* EXERCISE GOAL *
The answer is to be the data below, written out in full and exactly.

* WORKING DATA *
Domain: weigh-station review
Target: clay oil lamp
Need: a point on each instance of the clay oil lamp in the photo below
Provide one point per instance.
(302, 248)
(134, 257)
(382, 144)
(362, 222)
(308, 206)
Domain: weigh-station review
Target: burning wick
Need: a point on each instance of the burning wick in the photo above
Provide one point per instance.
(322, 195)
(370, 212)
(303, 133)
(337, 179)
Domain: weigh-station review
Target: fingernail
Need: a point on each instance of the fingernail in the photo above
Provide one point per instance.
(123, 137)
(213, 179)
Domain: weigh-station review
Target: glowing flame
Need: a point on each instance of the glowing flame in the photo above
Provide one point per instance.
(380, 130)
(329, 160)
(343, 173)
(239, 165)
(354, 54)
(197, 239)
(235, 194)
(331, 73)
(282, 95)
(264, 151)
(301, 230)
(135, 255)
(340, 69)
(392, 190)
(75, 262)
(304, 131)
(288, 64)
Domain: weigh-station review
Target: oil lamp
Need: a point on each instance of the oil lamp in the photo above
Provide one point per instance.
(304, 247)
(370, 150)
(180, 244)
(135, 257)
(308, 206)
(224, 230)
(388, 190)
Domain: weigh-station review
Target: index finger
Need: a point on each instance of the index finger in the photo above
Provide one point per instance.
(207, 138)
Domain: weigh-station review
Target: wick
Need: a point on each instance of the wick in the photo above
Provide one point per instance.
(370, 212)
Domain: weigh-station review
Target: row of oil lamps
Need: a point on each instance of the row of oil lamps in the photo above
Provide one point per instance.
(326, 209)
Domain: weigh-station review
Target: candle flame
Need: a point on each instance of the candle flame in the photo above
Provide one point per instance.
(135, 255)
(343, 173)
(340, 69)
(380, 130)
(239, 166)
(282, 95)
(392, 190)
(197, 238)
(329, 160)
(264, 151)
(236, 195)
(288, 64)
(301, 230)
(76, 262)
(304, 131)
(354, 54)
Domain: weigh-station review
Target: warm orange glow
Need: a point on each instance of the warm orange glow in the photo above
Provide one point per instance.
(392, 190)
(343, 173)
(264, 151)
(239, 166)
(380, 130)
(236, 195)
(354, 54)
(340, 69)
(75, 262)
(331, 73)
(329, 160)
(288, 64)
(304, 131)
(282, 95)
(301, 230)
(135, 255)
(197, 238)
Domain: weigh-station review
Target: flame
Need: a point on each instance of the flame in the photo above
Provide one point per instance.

* REPLY TO THE TASK *
Domain: weigh-station review
Target: clay oil lamp
Need: a point on each instance of the clay oil lamp in the photo below
Provide one point per instance.
(302, 248)
(134, 257)
(382, 144)
(362, 222)
(308, 206)
Domain: weigh-station review
Target: burning wick
Need: a point on each instance of the burning wick in the photo above
Provide one point per instance.
(322, 195)
(370, 212)
(303, 133)
(337, 179)
Domain: weigh-station review
Target: fingernail
Need: a point on each instance of the fingernail in the photo above
Provide one point per instance.
(123, 137)
(213, 179)
Domain: weigh-station review
Target: glowing flame
Need: a point on each instance of the glowing flame in the photo above
Provide one point per instance.
(380, 130)
(329, 160)
(343, 173)
(239, 165)
(354, 54)
(197, 239)
(235, 194)
(331, 73)
(282, 95)
(264, 151)
(301, 230)
(135, 255)
(340, 69)
(392, 190)
(75, 262)
(304, 131)
(288, 64)
Domain: weigh-station review
Target: oil lamp
Need: a point on each instance of the oil lamp in the photo above
Provide one point per instance.
(304, 247)
(370, 150)
(180, 244)
(135, 257)
(308, 206)
(224, 230)
(388, 190)
Domain: weigh-station review
Target: index finger
Need: a point on each instance of the index finger in the photo above
Provide one point per instance.
(207, 138)
Domain: weigh-station review
Target: wick
Need: a point on each instance of the wick in the photo above
Provide one point per instance.
(370, 212)
Domain: weigh-station review
Target: row of oil lamps
Need: a point on each instance of the row of oil lamps in the photo above
Provide one point per instance.
(326, 209)
Domain: weigh-station review
Target: candle flame
Need: a point on each instance of the candle flame in the photo above
Provide one point per instance.
(135, 255)
(343, 173)
(340, 69)
(380, 130)
(239, 166)
(282, 95)
(392, 190)
(197, 238)
(329, 160)
(264, 151)
(236, 195)
(288, 64)
(301, 230)
(76, 262)
(304, 131)
(354, 54)
Domain: weigh-station review
Target: warm orange glow
Need: a point on each instance of the warm orange glow in the photo above
Provide one point per instance.
(392, 190)
(343, 173)
(264, 151)
(239, 166)
(380, 130)
(236, 195)
(354, 54)
(340, 69)
(75, 262)
(331, 73)
(329, 160)
(288, 64)
(304, 131)
(282, 95)
(301, 230)
(135, 255)
(197, 238)
Domain: weigh-station review
Target: flame
Need: a point on each instance of the flame in the photo above
Provide one point per instance.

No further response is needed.